**Exercise prompt**: Could you please repeat all of the entries exactly as written?

**Dataset records**:
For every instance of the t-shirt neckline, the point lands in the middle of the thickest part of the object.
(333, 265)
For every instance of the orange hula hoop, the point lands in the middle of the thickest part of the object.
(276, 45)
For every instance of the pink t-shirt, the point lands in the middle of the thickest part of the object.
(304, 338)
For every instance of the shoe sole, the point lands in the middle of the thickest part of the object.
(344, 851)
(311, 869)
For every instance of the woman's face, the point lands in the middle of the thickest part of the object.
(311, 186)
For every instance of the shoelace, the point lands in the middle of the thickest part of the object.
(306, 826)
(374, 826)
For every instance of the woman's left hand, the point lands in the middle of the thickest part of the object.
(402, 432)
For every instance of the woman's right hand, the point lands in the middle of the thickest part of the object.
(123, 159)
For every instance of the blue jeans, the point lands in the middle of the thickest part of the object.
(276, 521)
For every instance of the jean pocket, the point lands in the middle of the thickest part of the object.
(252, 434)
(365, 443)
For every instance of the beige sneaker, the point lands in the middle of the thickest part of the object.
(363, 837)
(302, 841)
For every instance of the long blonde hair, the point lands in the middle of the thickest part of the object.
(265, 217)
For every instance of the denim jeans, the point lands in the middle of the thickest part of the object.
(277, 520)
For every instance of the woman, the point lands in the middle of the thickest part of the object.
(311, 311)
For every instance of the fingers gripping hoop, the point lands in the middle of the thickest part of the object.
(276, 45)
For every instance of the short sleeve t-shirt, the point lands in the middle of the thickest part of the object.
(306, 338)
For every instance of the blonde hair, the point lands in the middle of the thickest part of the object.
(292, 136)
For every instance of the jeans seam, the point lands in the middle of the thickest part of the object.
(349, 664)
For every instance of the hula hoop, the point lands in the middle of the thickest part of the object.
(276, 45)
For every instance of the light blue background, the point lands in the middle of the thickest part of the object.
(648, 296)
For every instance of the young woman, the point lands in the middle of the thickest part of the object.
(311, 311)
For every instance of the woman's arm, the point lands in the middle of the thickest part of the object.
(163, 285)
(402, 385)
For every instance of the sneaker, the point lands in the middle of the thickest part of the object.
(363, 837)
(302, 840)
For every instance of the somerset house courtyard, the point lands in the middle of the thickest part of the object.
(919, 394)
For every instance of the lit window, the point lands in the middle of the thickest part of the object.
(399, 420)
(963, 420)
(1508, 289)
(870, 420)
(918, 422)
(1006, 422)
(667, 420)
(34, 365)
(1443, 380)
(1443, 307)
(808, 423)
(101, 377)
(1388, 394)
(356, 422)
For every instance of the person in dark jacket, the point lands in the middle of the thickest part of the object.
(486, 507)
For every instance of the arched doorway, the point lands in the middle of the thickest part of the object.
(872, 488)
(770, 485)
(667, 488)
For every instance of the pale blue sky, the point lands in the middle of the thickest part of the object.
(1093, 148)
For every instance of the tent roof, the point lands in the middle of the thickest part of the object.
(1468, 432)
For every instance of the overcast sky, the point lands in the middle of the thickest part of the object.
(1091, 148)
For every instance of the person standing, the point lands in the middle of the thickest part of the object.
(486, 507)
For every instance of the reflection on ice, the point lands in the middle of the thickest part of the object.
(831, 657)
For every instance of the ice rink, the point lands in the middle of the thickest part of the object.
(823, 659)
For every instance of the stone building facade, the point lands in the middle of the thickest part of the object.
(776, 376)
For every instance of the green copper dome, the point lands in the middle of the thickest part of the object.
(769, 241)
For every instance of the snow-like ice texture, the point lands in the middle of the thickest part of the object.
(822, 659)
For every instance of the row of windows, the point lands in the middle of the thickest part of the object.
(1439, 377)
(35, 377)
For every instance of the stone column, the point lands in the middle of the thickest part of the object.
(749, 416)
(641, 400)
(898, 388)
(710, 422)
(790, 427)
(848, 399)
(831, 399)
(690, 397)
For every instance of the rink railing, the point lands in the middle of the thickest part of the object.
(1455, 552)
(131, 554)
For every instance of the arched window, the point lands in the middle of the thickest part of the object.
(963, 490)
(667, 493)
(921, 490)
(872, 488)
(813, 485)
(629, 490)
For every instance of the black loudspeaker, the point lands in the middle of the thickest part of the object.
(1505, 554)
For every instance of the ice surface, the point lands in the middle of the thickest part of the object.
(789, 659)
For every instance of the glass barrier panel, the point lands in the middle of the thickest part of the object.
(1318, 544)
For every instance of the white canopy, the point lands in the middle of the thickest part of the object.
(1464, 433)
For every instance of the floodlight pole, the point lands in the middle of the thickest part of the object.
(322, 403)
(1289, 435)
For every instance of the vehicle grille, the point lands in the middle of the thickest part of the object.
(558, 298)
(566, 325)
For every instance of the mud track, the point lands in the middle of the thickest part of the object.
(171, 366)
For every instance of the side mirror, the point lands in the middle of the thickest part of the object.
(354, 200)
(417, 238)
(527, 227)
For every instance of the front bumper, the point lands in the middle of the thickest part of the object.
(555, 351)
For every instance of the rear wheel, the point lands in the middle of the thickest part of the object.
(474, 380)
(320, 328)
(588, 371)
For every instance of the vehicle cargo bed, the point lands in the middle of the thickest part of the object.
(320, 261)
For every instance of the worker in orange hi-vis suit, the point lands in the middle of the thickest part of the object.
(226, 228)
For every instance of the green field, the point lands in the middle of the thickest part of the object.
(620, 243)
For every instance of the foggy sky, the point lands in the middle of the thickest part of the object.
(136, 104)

**Your response**:
For every instance of the t-shirt neckline, the point lands in the middle of the thickest part of the object.
(333, 265)
For every instance of the orange hula hoop, the point lands in the middle of the thickest part of the object.
(276, 45)
For every instance of the pink t-shirt, the point lands in the middle of the thickest part of the object.
(304, 338)
For every instance of the shoe sole, the point lands in the middle of the thickest part of the object.
(344, 851)
(311, 869)
For every instance of the woman's face, the point lands in the middle of the thickest part of the object.
(311, 186)
For every instance of the shoelace, the point lands in the middle of the thickest part of the object.
(306, 826)
(374, 826)
For every instance of the woman's left hand, the point lands in the middle of the thickest part of the object.
(402, 432)
For every instance of the woman's right hand, the point lands in the middle of the thickest part of the object.
(123, 159)
For every instance of the blue jeans, the point lands in the middle of the thickest part of the object.
(276, 521)
For every instance of the jean pocket, the point lands in the middle of the thickest part of the object.
(252, 434)
(365, 443)
For every instance of the beige sneaker, the point lands in the middle of the thickest part of the object.
(363, 837)
(302, 841)
For every instance of the long blonde hair, the point lands in the middle of the thickest part of the object.
(265, 217)
For every instance of the denim jeans, the point lands in the middle of the thickest part of the object.
(277, 520)
For every instance of the woman, the point lands in the middle of the thickest part of the object.
(311, 311)
For every instance of the fingers gripping hoop, the point lands in the middle of the thickest part of the object.
(276, 45)
For every instance of the short sleeve t-shirt, the point lands in the middle of the thickest part of the object.
(306, 338)
For every instance of the blonde hair, the point lands in the middle of the thickest part of the object.
(292, 136)
For every instance of the jeans seam, the point lands in the middle of the thickest part of the object.
(349, 664)
For every instance of the hula hoop, the point lands in the middle of the thickest part of the object.
(276, 45)
For every instance of the light blue background, the point lands in the middle of the thickest part of the object.
(648, 296)
For every instance of the young woman, the point lands in the middle of the thickest part of the object.
(311, 311)
For every instance of the woman's arm, the point lands in the middle of the thickest part of the object.
(163, 285)
(402, 385)
For every instance of the sneaker, the point lands in the middle of the thickest part of the object.
(363, 837)
(302, 840)
For every instance of the somerset house courtyard, the point lands in the middle of the thickest part of the object.
(919, 394)
For every instance of the lit window, the point lands in the middle of the thickest part of the object.
(399, 420)
(963, 420)
(1508, 289)
(870, 420)
(918, 422)
(1006, 422)
(667, 420)
(34, 365)
(1443, 380)
(1443, 307)
(808, 423)
(101, 377)
(1388, 394)
(356, 422)
For every instance of the person in dark jacket, the point lands in the middle of the thickest part of the object.
(486, 507)
For every instance of the arched doorway, the point lands in the middle of the thickest part of the object.
(872, 488)
(770, 485)
(667, 488)
For every instance of the pale blue sky, the point lands in the middle of the thickest part of the object.
(1093, 148)
For every instance of the tent roof, the point lands in the middle of the thickest part of the object.
(1468, 432)
For every instance of the overcast sky, the point lands in the middle of the thickest part of the object.
(1091, 148)
For every instance of the person standing, the point lands in the middle of the thickest part of the object.
(486, 507)
For every instance of the reflection on ice, the point lands in the middle of the thickest part of the object.
(831, 657)
For every instance of the ice rink, the point lands in the middle of the thickest part of the object.
(823, 659)
For every instance of the stone building facade, the point lands in the middle of the thickest part of the object.
(776, 376)
For every instance of the green copper dome, the point lands in the middle of the thickest part of the object.
(769, 241)
For every instance of the snow-like ice texture, the point lands in the middle of the thickest part of the object.
(822, 659)
For every instance of the row of windows, the point lands in the middle of the thickest part of the object.
(1439, 377)
(35, 377)
For every instance of the stone column, the point lands in the middle of the thickest part of the object.
(749, 416)
(641, 400)
(898, 388)
(710, 422)
(790, 427)
(848, 399)
(831, 399)
(690, 397)
For every instance of the rink railing, the point lands in the middle of the thickest part of the object.
(1455, 552)
(131, 554)
For every instance of the arched window, the point lands in the middle of the thickest part of the object.
(963, 490)
(667, 493)
(921, 490)
(872, 488)
(813, 485)
(629, 490)
For every instance of the black loudspeaker, the point lands in the middle of the thickest part of the object.
(1505, 554)
For every instance of the ice surface, the point lands in the middle of the thickest part of the object.
(789, 659)
For every instance of the glass barrier panel, the point lands in the middle of the thickest part of the object.
(1318, 544)
For every instance of the white canopy, the point lands in the middle of the thickest part of the object.
(1464, 433)
For every instance of the floodlight pole, the point lands in the middle of the thickest part of the object.
(322, 403)
(1289, 435)
For every instance of the vehicle grille, the point lands in the middle of the thickest part of the object.
(558, 298)
(566, 325)
For every instance of the mud track, the point lands in the middle of the thickest part of the object.
(171, 366)
For every instance of the side mirror, the point lands in the middle of the thickest part of the object.
(354, 200)
(417, 238)
(527, 227)
For every instance of the front bumper, the point lands in the middle of the thickest part of the object.
(555, 351)
For every instance of the rear wheel, the point lands in the middle of the thickest part of the object.
(474, 380)
(320, 328)
(588, 371)
For every instance of the vehicle cargo bed, the point lands in the middle of the thickest part of the object.
(320, 261)
For every instance of the worker in orange hi-vis suit, the point lands in the middle of the thickest part of the object.
(226, 228)
For every instance of the green field, the point lands in the middle of the thickest part of the object.
(620, 243)
For every instance of the foggy sky, the point lands in the middle of the thickest part of the object.
(136, 104)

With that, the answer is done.